TEXT PASSAGE ->
UNESCO World Heritage Site
- Official name: ESMA Museum and Site of Memory – Former Clandestine Center of Detention, Torture and Extermination
- Type: Cultural
- Criteria: vi
- Designated: 2023 (45th session)
- Reference no.: 1681

= Navy Petty-Officers School =

Argentine naval school and detention site

The Higher School of Mechanics of the Navy of Argentina (Spanish: Escuela Superior de Mecánica de la Armada, commonly referred to by its acronym ESMA) is a museum in Buenos Aires. It has gone through three major transformations throughout its history. Originally ESMA served as an educational facility of the Argentine Navy. The original ESMA was a complex located at 8151 Libertador Avenue, in the barrio of Núñez. Additionally, It was the seat of U.T.3.3.2—Unidad de Tareas (Task Unit) 2 of G.T.3.3 [es].

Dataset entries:
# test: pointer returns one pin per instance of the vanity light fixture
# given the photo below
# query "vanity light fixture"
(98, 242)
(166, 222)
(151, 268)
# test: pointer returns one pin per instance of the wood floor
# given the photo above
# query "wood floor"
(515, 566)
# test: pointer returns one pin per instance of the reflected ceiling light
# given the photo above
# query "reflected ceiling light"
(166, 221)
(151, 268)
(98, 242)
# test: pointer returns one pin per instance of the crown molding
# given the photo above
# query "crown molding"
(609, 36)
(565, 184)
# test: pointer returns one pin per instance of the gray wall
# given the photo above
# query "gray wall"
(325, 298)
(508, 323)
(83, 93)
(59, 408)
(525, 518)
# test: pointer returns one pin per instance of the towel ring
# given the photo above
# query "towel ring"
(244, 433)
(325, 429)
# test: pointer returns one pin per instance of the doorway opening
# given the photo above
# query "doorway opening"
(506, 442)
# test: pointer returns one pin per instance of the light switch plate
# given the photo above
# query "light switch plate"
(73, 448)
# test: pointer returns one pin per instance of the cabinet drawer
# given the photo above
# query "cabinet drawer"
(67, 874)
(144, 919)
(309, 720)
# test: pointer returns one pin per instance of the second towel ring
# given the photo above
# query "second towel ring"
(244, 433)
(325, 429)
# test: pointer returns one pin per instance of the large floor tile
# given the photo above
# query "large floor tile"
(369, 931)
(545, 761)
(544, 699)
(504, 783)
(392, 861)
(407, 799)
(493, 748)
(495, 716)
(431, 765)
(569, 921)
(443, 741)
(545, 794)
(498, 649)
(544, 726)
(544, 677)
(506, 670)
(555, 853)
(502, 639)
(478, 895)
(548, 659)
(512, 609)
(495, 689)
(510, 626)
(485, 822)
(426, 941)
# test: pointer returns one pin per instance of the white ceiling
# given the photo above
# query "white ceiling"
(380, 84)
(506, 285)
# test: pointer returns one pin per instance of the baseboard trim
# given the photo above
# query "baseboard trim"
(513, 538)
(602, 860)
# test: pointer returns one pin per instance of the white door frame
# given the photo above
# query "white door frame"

WORK TO COMPLETE ->
1/ In the ESMA text, copy the words from "UNESCO World Heritage" up to and including "2023 (45th session)" with no changes.
2/ List every field label in the UNESCO World Heritage Site listing at the top of the ESMA text.
3/ According to the ESMA text, why is the school commonly called ESMA?

SOLUTIONS IN ORDER ->
1/
UNESCO World Heritage Site
- Official name: ESMA Museum and Site of Memory – Former Clandestine Center of Detention, Torture and Extermination
- Type: Cultural
- Criteria: vi
- Designated: 2023 (45th session)

2/ Official name, Type, Criteria, Designated, Reference no.

3/ ESMA is the acronym of the school's Spanish name, Escuela Superior de Mecánica de la Armada.